## Anweisungen zur Aufgabe
Schreibe alle folgenden Einträge Zeile für Zeile unverändert ab.
----
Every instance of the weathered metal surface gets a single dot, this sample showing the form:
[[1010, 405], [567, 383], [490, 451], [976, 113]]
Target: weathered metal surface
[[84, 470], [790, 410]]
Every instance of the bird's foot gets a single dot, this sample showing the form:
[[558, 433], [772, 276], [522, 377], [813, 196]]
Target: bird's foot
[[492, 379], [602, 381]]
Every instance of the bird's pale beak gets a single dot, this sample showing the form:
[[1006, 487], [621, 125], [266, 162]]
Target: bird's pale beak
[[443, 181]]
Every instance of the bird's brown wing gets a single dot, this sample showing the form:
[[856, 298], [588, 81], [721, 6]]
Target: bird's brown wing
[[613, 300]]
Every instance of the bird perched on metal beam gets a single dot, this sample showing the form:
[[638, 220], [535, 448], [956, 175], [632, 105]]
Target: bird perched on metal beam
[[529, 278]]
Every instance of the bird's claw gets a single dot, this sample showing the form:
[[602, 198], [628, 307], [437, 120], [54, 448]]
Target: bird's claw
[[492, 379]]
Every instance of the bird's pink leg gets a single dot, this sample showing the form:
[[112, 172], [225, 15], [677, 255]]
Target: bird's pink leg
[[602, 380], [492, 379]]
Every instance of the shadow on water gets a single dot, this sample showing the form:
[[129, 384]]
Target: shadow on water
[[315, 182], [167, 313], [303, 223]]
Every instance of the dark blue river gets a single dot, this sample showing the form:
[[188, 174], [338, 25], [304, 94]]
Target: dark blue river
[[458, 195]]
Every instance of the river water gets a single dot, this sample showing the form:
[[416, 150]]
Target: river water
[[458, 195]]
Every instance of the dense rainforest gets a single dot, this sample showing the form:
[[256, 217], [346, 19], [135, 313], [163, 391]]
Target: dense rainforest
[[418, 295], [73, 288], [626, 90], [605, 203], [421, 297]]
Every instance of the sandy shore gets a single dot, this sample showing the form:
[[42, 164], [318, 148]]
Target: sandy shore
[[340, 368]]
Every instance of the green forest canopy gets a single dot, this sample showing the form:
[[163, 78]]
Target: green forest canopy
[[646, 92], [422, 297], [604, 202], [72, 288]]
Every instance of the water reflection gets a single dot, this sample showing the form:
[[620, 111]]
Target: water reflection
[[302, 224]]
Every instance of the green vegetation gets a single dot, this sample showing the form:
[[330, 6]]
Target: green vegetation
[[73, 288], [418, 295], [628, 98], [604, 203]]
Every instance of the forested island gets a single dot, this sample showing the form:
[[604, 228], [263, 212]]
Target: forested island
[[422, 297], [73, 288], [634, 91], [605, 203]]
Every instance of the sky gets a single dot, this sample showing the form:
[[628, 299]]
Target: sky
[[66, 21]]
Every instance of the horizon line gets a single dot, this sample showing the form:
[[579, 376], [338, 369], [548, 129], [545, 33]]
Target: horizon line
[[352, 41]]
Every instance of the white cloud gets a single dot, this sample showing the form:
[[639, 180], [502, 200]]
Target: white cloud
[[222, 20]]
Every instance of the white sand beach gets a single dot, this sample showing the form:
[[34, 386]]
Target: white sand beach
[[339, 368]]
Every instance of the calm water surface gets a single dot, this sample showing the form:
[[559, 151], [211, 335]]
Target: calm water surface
----
## Vollständige Antwort
Every instance of the weathered metal surface gets a single dot, this sample showing the form:
[[1010, 405], [567, 383], [490, 451], [976, 113]]
Target: weathered metal surface
[[84, 470], [790, 410]]
Every instance of the bird's foot gets a single dot, this sample showing the form:
[[558, 433], [772, 276], [522, 377], [813, 196]]
Target: bird's foot
[[492, 379], [602, 381]]
Every instance of the bird's pale beak gets a single dot, this sample showing the form:
[[1006, 487], [621, 125], [266, 162]]
Target: bird's pale beak
[[443, 181]]
Every instance of the bird's brown wing gets a single dot, this sample showing the form:
[[856, 298], [588, 81], [721, 6]]
Target: bird's brown wing
[[613, 300]]
Every instance of the bird perched on metal beam gets a single dot, this sample showing the form:
[[638, 220], [535, 448], [956, 175], [632, 105]]
Target: bird perched on metal beam
[[529, 278]]
Every instance of the bird's claw gets a single dot, this sample showing the form:
[[602, 198], [628, 307], [437, 120], [54, 448]]
Target: bird's claw
[[492, 379]]
Every instance of the bird's pink leg gets a single dot, this sample showing the form:
[[112, 172], [225, 15], [677, 255]]
Target: bird's pink leg
[[602, 380], [492, 379]]
Every instance of the shadow on water gets a single dot, this sample showing the form:
[[129, 384]]
Target: shadow on water
[[315, 182], [167, 313], [303, 223]]
Every instance of the dark blue river gets a single dot, this sample showing the form:
[[188, 174], [338, 25], [304, 94]]
Target: dark blue river
[[458, 195]]
Every instance of the river water gets a single dot, this sample showing the form:
[[416, 150]]
Target: river water
[[458, 195]]
Every instance of the dense rainforest gets a single dot, this sample showing the form:
[[256, 217], [346, 19], [135, 313], [163, 391]]
Target: dense rainforest
[[418, 295], [73, 288], [626, 90], [605, 203], [421, 297]]
Every instance of the sandy shore gets a single dot, this sample showing the form:
[[42, 164], [318, 148]]
Target: sandy shore
[[340, 368]]
Every instance of the green forest canopy gets a single dot, this sample showing the form:
[[163, 78]]
Target: green forest canopy
[[646, 92], [422, 297], [604, 202], [72, 288]]
Every instance of the water reflection gets a single dot, this sample showing the form:
[[620, 111]]
Target: water reflection
[[302, 224]]
Every instance of the green vegetation gets a single dot, this sample showing the form:
[[330, 6]]
Target: green vegetation
[[73, 288], [418, 295], [628, 98], [604, 203]]
Every instance of the forested island gets a single dot, this sample showing the form:
[[604, 228], [263, 212]]
Target: forested island
[[422, 297], [73, 288], [634, 91], [605, 203]]
Every instance of the sky gets a single dot, this sample showing the form:
[[628, 299]]
Target: sky
[[66, 21]]
Every instance of the horizon line gets a single dot, this sample showing the form:
[[579, 376], [338, 369], [548, 129], [545, 33]]
Target: horizon line
[[352, 41]]
Every instance of the white cloud gets a single dot, this sample showing the form:
[[639, 180], [502, 200]]
Target: white cloud
[[222, 20]]
Every instance of the white sand beach gets a single dot, this sample showing the form:
[[34, 386]]
Target: white sand beach
[[339, 368]]
Every instance of the calm water surface gets a single dot, this sample showing the form:
[[559, 151], [211, 335]]
Target: calm water surface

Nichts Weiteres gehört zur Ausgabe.